● **SOAL YANG DIBERIKAN 1**:
Menurut teks tentang hari pertama sekolah di Belanda, berapa lama penulis dan anak-anaknya berpisah?

● **TEKS YANG DITAMPILKAN**:
○ ○ ○

Minggu, 23 Agustus 2015

Ini tidak mudah tapi akan kita lewati, Nak

Jauh sebelum mereka datang ke Belanda, aku tahu dan sadar banget bahwa hari ini akan datang. Tepatnya malam ini. Malam menyiapkan keperluan sekolah mereka besok hari. Hari pertama mereka sekolah di Belanda. Dengan bahasa Belanda!

Ketika mereka mendarat di Schipol lebih dari 1.5 bulan yang lalu, kepercayaan diriku begitu tinggi. Ah, masih ada 1.5 bulan, fikirku saat itu. Masih cukup waktu untuk ngajarin mereka tentang toilet ala Belanda. Masih cukup waktu untuk belajar dasar-dasar bahasa Belanda bersama (aku buta banget soal ini). Masih cukup waktu belajar memasak, akan aku pelajari banyak resep masakan yang enak. Masih cukup waktu kami untuk saling mengenal lagi setelah 1 tahun gak berinteraksi intensif. Masih cukup waktu untuk kami memahami bahwa kita ber-3 memang harus saling membantu untuk menghadapi 1 tahun ke depan. Bahkan aku cukup percaya diri aku akan ada waktu untuk nyicil belajar pelajaran tahun ke-2 kuliah, karena yakin banget bakal sering bolos kuliah (terutama kuliah sore). Atau kalau bisa malah mulai mikirin thesis. Terlalu pede!

Namun aku salah.
Bergulirnya sang waktu ternyata jauh lebih cepat dari rencana-rencana kita di atas kertas.

Berpisah selama 1 tahun adalah waktu yang tidak singkat. Apalagi mereka di usia-usia pertumbuhan. Aku memang tak mampu mengembalikan waktu. Dan tak ada yang akan mampu aku lakukan untuk menebus kehilangan 1 tahun kebersamaan itu. Hanya berbekal tekad untuk menghadapi segala rintangan bersama, dan bermodal keyakinan bahwa abang dan adik adalah anak-anak yang baik.

○ ○ ○

● **SOAL YANG DIBERIKAN 2**:
Salin ulang seluruh baris data di bawah ini tanpa mengubah satu karakter pun.

○ ○ ○

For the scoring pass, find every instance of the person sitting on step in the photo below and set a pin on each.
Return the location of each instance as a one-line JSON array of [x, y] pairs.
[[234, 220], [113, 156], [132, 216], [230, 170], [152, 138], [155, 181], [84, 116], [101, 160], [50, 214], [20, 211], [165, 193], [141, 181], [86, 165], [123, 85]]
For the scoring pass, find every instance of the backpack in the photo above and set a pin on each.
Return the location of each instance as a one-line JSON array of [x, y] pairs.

○ ○ ○

● **JAWABAN TERTULIS 1**:
Mereka berpisah selama 1 tahun.

● **JAWABAN TERTULIS 2**:
For the scoring pass, find every instance of the person sitting on step in the photo below and set a pin on each.
Return the location of each instance as a one-line JSON array of [x, y] pairs.
[[234, 220], [113, 156], [132, 216], [230, 170], [152, 138], [155, 181], [84, 116], [101, 160], [50, 214], [20, 211], [165, 193], [141, 181], [86, 165], [123, 85]]
For the scoring pass, find every instance of the backpack in the photo above and set a pin on each.
Return the location of each instance as a one-line JSON array of [x, y] pairs.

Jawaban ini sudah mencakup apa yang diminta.